Written exercise
Rewrite the part that opens with the line containing "where the wooden" and closes with the line containing "xmin=0 ymin=156 xmax=500 ymax=252", both included, keeping every request line as it is. Shift each box coordinate in the answers up by 133, and leave the sample coordinates inside the requests unchanged.

Data lines
════
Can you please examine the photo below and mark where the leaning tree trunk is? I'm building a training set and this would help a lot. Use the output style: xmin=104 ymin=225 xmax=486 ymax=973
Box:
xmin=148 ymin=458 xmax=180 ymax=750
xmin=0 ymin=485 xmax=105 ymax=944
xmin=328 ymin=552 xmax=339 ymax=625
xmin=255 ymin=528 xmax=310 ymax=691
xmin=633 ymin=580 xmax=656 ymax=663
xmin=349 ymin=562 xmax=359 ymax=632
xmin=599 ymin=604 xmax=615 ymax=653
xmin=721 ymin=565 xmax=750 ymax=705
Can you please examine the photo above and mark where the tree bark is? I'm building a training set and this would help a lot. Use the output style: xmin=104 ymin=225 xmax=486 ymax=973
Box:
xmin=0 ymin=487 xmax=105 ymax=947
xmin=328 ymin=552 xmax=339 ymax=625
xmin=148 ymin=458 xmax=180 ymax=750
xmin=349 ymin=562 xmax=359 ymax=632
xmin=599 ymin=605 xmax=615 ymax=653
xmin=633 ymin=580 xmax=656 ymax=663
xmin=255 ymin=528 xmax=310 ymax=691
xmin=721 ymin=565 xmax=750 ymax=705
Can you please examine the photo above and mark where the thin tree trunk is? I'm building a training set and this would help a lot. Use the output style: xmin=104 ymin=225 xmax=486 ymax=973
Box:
════
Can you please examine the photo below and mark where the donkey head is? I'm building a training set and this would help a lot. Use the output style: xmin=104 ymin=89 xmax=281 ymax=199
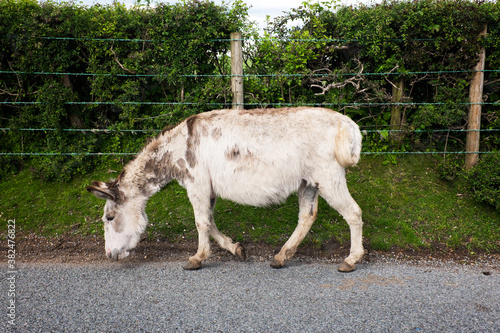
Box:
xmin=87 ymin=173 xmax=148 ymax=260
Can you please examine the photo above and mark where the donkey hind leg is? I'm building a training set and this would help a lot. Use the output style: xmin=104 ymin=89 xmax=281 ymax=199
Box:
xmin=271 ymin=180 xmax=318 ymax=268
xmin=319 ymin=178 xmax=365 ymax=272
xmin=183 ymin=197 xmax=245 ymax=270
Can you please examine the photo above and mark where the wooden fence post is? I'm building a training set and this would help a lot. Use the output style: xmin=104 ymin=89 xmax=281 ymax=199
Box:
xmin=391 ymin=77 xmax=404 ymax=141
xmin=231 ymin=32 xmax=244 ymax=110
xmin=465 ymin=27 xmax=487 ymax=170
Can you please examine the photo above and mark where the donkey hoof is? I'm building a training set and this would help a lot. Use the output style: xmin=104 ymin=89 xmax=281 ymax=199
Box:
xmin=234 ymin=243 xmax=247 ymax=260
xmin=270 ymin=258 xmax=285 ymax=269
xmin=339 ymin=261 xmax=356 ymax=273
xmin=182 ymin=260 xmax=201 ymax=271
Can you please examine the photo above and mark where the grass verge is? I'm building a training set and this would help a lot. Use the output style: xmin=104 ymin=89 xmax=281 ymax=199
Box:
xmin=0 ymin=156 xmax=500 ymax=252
════
Reply to the task
Can you please examine the photo above and mark where the wooden fence post is? I'm building a training set and this would help a lot. Use the output style: xmin=104 ymin=89 xmax=281 ymax=199
Box:
xmin=524 ymin=210 xmax=537 ymax=274
xmin=364 ymin=165 xmax=377 ymax=243
xmin=598 ymin=160 xmax=620 ymax=303
Can you please examine the photo above and mark where the donkey hoof is? I'm building a training set and this would help a lot. Use the output style: xmin=104 ymin=89 xmax=281 ymax=199
Box:
xmin=367 ymin=376 xmax=380 ymax=393
xmin=403 ymin=391 xmax=418 ymax=402
xmin=472 ymin=394 xmax=489 ymax=406
xmin=315 ymin=393 xmax=334 ymax=404
Can you please examine the photo above and mark where the grass verge is? I'm building a training set and this would help a lot. Use the output style: xmin=104 ymin=89 xmax=281 ymax=199
Box:
xmin=133 ymin=289 xmax=633 ymax=385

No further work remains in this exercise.